***** Record excerpts
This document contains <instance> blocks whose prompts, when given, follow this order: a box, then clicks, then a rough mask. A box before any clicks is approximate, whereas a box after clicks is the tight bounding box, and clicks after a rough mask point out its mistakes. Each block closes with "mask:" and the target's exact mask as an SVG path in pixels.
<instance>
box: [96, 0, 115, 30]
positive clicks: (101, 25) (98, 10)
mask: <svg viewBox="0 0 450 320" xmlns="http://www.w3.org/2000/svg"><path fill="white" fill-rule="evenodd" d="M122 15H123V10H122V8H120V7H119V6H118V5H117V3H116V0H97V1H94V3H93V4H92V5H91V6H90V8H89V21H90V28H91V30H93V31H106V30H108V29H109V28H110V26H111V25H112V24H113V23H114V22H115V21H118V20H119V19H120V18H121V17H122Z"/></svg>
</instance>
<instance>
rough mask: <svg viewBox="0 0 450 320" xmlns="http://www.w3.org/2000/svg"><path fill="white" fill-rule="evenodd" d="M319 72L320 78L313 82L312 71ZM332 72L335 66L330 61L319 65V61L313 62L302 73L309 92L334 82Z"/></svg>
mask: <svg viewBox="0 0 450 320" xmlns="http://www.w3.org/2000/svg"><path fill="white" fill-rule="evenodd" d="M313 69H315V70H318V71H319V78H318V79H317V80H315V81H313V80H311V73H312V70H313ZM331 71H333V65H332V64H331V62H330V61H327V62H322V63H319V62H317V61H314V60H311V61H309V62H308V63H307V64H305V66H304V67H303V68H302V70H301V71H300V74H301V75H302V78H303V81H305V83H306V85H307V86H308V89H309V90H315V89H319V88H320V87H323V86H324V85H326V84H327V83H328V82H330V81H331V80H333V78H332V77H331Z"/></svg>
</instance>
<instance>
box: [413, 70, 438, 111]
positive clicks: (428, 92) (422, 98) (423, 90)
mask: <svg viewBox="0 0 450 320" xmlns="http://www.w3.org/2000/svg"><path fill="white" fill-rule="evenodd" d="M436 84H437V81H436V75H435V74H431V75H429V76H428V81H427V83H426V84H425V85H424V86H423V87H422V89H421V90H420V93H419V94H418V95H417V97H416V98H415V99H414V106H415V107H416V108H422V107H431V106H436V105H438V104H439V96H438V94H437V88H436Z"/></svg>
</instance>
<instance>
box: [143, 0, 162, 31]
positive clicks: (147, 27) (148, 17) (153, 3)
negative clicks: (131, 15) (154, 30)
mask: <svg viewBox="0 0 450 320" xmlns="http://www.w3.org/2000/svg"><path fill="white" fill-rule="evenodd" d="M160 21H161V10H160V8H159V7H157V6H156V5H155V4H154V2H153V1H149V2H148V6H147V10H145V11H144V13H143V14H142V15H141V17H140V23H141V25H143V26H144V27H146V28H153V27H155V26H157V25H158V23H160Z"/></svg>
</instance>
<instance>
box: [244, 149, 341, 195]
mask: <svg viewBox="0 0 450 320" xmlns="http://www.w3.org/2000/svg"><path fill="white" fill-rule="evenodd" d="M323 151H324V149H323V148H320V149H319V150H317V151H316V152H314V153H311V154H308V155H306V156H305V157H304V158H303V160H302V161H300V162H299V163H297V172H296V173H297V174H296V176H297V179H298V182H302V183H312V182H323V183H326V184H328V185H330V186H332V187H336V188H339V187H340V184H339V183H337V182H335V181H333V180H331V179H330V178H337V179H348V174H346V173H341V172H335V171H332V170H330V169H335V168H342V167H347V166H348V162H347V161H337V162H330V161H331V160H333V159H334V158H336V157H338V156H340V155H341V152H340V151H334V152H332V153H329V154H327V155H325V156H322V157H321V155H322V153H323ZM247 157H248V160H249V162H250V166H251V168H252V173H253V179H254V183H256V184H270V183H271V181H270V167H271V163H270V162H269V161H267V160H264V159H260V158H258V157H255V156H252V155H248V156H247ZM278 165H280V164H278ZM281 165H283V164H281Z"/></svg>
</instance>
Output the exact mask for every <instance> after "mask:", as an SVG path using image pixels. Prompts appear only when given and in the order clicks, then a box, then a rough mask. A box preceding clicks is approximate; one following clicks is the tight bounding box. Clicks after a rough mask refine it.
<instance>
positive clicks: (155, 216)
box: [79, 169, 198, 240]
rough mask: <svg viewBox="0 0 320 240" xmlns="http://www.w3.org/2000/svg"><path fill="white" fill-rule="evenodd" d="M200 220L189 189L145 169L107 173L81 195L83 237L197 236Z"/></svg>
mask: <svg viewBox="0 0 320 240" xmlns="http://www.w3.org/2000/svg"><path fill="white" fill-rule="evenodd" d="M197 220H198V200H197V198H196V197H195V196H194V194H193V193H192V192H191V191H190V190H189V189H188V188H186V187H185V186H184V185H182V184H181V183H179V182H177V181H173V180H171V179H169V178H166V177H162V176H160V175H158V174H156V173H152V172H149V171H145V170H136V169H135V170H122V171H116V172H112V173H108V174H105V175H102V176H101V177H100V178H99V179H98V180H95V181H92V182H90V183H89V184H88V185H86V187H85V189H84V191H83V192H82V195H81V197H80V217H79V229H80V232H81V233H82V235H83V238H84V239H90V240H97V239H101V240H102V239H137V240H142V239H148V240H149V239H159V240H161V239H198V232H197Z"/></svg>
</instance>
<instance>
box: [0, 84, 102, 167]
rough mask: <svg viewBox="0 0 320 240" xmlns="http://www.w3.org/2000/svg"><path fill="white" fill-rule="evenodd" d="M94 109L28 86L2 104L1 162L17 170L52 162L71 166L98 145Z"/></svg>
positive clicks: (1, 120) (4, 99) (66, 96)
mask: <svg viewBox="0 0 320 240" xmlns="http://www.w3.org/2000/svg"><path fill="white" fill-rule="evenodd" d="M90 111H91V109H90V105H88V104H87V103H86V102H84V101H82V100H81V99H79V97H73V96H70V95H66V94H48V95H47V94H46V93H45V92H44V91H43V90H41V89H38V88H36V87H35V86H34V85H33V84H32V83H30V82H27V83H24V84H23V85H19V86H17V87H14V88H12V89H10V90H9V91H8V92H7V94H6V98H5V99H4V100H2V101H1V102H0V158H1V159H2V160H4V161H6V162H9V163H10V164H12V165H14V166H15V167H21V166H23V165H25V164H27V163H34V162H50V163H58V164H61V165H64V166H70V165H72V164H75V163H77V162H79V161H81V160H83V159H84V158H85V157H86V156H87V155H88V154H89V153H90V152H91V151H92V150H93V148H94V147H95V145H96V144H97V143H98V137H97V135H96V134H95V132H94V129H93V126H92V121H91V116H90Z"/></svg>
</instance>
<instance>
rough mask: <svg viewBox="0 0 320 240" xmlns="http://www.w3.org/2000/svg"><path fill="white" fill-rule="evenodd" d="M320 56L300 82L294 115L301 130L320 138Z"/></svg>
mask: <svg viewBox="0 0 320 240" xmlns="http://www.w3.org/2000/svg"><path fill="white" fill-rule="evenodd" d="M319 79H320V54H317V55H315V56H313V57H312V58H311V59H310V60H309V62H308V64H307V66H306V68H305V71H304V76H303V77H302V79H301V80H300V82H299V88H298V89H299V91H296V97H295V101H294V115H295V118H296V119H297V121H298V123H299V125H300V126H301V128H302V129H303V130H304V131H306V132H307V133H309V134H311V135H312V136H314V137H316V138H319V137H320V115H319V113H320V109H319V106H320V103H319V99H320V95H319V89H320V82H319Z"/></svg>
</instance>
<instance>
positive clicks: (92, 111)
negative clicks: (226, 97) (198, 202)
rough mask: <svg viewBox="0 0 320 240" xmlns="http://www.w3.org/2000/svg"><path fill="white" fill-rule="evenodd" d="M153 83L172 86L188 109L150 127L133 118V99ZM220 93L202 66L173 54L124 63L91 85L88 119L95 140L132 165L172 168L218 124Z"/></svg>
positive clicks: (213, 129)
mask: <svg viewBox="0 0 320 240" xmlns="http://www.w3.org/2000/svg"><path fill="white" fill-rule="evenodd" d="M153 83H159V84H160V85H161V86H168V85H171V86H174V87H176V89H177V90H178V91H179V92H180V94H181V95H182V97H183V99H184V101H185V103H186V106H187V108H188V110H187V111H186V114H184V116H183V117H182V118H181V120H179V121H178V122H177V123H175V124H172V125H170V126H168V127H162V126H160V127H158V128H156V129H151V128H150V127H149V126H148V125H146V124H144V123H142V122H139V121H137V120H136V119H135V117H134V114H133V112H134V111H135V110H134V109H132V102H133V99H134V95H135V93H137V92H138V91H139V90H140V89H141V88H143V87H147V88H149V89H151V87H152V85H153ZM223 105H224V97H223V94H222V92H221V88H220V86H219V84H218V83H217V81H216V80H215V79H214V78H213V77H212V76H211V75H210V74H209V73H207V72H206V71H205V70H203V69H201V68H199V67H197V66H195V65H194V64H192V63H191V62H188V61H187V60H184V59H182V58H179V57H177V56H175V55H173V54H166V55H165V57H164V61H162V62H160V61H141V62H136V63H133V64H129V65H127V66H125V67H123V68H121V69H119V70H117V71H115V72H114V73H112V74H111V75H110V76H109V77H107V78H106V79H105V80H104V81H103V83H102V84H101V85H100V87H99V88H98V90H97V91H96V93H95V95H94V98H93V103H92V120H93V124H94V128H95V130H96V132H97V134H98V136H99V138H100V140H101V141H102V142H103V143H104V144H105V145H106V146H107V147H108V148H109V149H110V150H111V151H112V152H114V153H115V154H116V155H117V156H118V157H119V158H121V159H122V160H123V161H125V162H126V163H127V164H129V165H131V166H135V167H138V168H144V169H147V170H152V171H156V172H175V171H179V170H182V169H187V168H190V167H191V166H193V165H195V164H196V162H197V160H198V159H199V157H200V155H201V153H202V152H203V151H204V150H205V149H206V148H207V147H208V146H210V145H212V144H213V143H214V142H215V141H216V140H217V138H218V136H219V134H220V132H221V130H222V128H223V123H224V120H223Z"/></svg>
**********
> _Your assignment_:
Where in the records does the word "bounding" appear? Copy each line that holds it.

> _Response for this exercise_:
This document contains <instance> blocks whose prompts, when given, follow this order: a box, then clicks, then a rough mask. A box before any clicks is approximate, whereas a box after clicks is the tight bounding box, and clicks after a rough mask point out its mistakes. Each block closes with "mask:" and the target's exact mask as an SVG path in pixels.
Output the exact mask for every <instance> after "mask:", as an SVG path using image pixels. Prompts appear only when given and in the order clicks, then a box, then a rough mask. A box preceding clicks is approximate; one following clicks is the tight bounding box. Clicks after a rough mask refine it.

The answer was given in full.